Required action A - In the article about the Kappa Kappa Gamma lawsuit, which court will hear arguments on Tuesday?
Required action B - According to the article about the Kappa Kappa Gamma lawsuit, on what grounds did the district court dismiss the sorority sisters' case?
Required action C - Pick up the article about the Kappa Kappa Gamma lawsuit after its final paragraph and carry it forward.
Text below:
Sorority Sisters To Appeal Ruling Allowing Transgender Member’s Admission Despite ‘Inappropriate and Odd’ Behavior

‘This is probably the most important controversy affecting college Greek life in general and especially sororities going forward,’ one observer tells the Sun.

AP/George Walker IV
Pride flags are held at the Tennessee capitol in January. AP/George Walker IV

The definition of a “woman” will be a central debate in arguments on Tuesday before the Tenth Circuit Court of Appeals in a lawsuit brought by six sorority sisters who are challenging the decision by the leaders of a Kappa Kappa Gamma chapter to accept a biological male as a member.

The women allege that a transgender member of Kappa Kappa Gamma’s University of Wyoming chapter, Artemis Langford, invaded their privacy and “caused emotional distress” by engaging in “inappropriate and odd behavior” in their house — including photographing them without their consent, asking questions about sex and their genitalia, and displaying erections while staring at the women. 

The Kappa sisters are appealing a district court’s dismissal of the lawsuit last year. The lower court held that the leaders of the sorority had a right to define “woman” expansively to include transgender women. “Defining ‘woman’ is Kappa Kappa Gamma’s bedrock right as a private, voluntary organization and one this Court may not invade,” a federal district judge, Alan Johnson, wrote in the lower court’s order. 

“This is probably the most important controversy affecting college Greek life in general and especially sororities going forward,” a senior research fellow at the Heritage Foundation, Jay Richards, tells the Sun. “The trial before the Tenth Circuit is between members of the Kappa Kappa Gamma chapter at the University of Wyoming and the chapter itself, and I think honestly this indicates the problem,” he says, adding that it’s “outrageous” that the chapter has forced the sisters to include a “man among its members.”

“I think if the courts don’t step in and move in the right direction here we’re going to essentially see some sororities effectively destroying themselves in order to comply with the bizarre canons of gender ideology,” he says. 

Though organizations have First Amendment rights to interpret their policies, they also have contractual obligations to their members, he says, adding that sororities were founded “precisely to create private membership organizations for women at a time when male fraternities already existed.”
End of Text.
Given data below:
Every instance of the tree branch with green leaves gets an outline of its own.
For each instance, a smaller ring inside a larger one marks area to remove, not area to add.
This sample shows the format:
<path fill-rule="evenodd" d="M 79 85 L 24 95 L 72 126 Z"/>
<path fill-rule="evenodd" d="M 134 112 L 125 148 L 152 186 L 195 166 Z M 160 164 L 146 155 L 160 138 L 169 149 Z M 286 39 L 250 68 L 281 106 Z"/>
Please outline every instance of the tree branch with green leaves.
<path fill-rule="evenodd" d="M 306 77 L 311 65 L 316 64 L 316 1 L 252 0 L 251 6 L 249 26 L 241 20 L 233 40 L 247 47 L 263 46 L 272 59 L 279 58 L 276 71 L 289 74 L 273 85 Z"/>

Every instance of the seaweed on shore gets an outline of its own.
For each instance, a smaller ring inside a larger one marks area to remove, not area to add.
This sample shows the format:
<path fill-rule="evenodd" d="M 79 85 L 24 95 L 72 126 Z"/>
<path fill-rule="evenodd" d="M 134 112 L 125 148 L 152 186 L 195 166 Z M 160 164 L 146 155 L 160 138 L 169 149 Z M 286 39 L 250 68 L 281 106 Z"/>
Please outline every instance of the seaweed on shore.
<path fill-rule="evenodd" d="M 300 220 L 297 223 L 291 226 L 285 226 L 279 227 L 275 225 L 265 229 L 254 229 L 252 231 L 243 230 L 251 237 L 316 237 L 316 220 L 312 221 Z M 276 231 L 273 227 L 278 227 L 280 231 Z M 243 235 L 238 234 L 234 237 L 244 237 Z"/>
End of Given data.
Expected answer A - The Tenth Circuit Court of Appeals.

Expected answer B - The district court held that the sorority's leaders had a right to define "woman" expansively enough to include transgender women. Judge Alan Johnson wrote that defining "woman" is Kappa Kappa Gamma's bedrock right as a private, voluntary organization, and that the court may not invade that right.

Expected answer C -
Ahead of oral arguments on Tuesday, the Independent Women’s Law Center Director and lead counsel representing the sorority sisters, May Mailman, tells the Sun that Kappa’s directors have a “simple duty” to respect the organization’s bylaws. 

“They utterly failed to do so by ending the sorority’s women-only membership and threatening existing members to accept the unlawful change or else lose their own membership,” she says. “If this fight were about any other common term, the violation would be obvious. Gender ideology is not a reason to upend simple legal principles, and we look forward to making our case to the Tenth Circuit.”

The women argue that admitting a biological male violates the sorority’s bylaws, which state that “a new member shall be a woman.”

Kappa was founded in 1870 as a “single-sex haven for collegiate women” in an attempt “to provide women the benefits of Greek-letter societies then reserved for men,” the brief says, noting that Kappa’s bylaws requiring members to be women “explicitly enshrine the sorority’s legal right to have sex-based membership practices under Title IX.” 

Kappa, in a response brief, argues that it has a right to interpret its own governing documents. 

“The Bylaws do not define ‘woman’ based on sex assigned at birth, chromosomal makeup, or any other genetic criteria,” the brief notes, adding that the bylaws don’t define the term “woman” at all and thus the Fraternity Council has authority to interpret it. “Since 2015, the Fraternity Council has interpreted the term ‘woman’ to include individuals who identify as women.” 

Kappa’s brief argues that a court should “not interfere” in a sorority’s decisions and determine membership status. 

“Appellants assume that the term ‘woman’ can only refer to an individual who is a ‘biological female.’ Although that is one interpretation of the term, it is not the only reasonable one,” the brief notes, adding that the sorority sisters “fixate” on the 1870s despite not knowing what “Kappa’s founders would have thought about transgender women.” 

The Sun was not able to reach attorneys representing Kappa Kappa Gamma.